▸ AIM
Rewrite every line of the material below as a numbered list, skipping blank lines and omitting the pictures.

(Dataset excerpt)

........

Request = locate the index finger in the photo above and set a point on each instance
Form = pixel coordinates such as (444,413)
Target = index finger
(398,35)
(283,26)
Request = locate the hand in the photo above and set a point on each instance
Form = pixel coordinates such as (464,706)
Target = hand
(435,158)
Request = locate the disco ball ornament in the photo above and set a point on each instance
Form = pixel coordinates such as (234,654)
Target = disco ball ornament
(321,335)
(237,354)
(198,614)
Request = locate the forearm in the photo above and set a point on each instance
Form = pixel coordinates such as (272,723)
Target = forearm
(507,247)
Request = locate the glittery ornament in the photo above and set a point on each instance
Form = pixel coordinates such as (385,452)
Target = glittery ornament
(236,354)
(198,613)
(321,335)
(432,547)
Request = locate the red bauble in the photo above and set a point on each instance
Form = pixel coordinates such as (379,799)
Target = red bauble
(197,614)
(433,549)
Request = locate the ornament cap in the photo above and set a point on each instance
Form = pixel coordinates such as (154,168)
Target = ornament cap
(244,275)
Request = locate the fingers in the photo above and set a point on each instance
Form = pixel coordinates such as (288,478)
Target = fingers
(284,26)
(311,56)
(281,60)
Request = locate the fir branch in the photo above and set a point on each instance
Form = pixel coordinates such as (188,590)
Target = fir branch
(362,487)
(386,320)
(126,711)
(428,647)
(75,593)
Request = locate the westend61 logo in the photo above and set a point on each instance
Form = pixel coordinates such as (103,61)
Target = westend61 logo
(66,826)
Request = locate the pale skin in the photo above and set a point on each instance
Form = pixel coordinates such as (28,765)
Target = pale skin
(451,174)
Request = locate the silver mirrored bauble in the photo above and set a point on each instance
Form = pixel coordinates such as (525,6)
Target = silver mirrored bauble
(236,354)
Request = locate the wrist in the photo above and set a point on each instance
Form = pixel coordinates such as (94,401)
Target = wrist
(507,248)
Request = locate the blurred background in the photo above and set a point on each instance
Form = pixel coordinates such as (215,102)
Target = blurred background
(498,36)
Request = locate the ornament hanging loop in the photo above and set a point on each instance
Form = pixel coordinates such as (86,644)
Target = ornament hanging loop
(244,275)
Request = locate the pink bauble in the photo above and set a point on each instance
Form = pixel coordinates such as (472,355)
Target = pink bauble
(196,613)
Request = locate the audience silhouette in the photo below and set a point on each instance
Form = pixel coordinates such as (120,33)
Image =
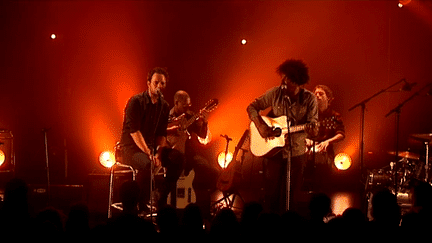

........

▸ SOLUTION
1. Request = locate the index finger in the photo above and set a point on each instance
2. Form = pixel coordinates such as (444,413)
3. Target = index finger
4. (398,35)
5. (283,26)
6. Request = locate the hand in the photo above and set a point on each instance
7. Form = pixel coordinates such as (464,706)
8. Target = hand
9. (435,158)
10. Request = locate the disco ball ornament in the photo above and set a point on each instance
11. Form = pixel coordinates such as (234,654)
12. Target = disco ball ornament
13. (321,335)
14. (237,354)
15. (198,614)
16. Request = locate the forearm in the photo above and set a point on each instance
17. Form = pixel coordinates such as (272,723)
18. Target = forearm
19. (507,247)
20. Request = locate the glittery ornament in the photo above and set a point on each instance
21. Form = pixel coordinates such as (385,452)
22. Target = glittery ornament
23. (236,354)
24. (198,613)
25. (321,335)
26. (432,547)
27. Request = locate the red bauble in the photo above and set a point on each instance
28. Form = pixel coordinates such as (379,799)
29. Target = red bauble
30. (197,614)
31. (433,549)
32. Request = locate the ornament cap in the photo above and set a point on each instance
33. Form = pixel coordinates such as (154,168)
34. Target = ornament cap
35. (244,275)
36. Request = locate the fingers in the photo above and set a point on each instance
37. Form = pixel coordinates such as (288,478)
38. Target = fingers
39. (284,26)
40. (311,56)
41. (281,60)
42. Request = locate the fir branch in the photo above and set a point on each instance
43. Form = pixel coordinates such as (188,590)
44. Target = fir branch
45. (362,487)
46. (386,320)
47. (126,711)
48. (428,647)
49. (75,593)
50. Request = locate the westend61 logo in the photo above and set a point on each instance
51. Form = pixel coordinates such as (103,61)
52. Target = westend61 logo
53. (66,826)
54. Request = locate the pale skin in the photo above and set a point on each instance
55. Form = pixel coordinates such as (28,765)
56. Target = pale skin
57. (451,174)
58. Request = locate the silver mirrored bauble in the photo above and set a point on each instance
59. Form = pixel coordinates such as (525,6)
60. Target = silver mirrored bauble
61. (236,354)
62. Request = locate the wrist in the photo above and set a point on each instance
63. Form = pixel coordinates such as (94,401)
64. Target = wrist
65. (507,248)
66. Request = locate the blurred background in the photo above and set a point on each instance
67. Form = pixel coordinates such as (215,102)
68. Target = blurred background
69. (498,36)
70. Request = locate the ornament hanging loop in the photo above and set a point on each instance
71. Form = pixel coordinates such as (86,644)
72. Target = ornament hanging loop
73. (244,275)
74. Request = locate the pink bauble in the photo above and set a point on each instance
75. Form = pixel coordinates such as (472,355)
76. Target = pink bauble
77. (196,613)
78. Request = locate the audience silhouette in the photo below and set a point on each instance
79. Form = pixel coordinates such as (120,33)
80. Image =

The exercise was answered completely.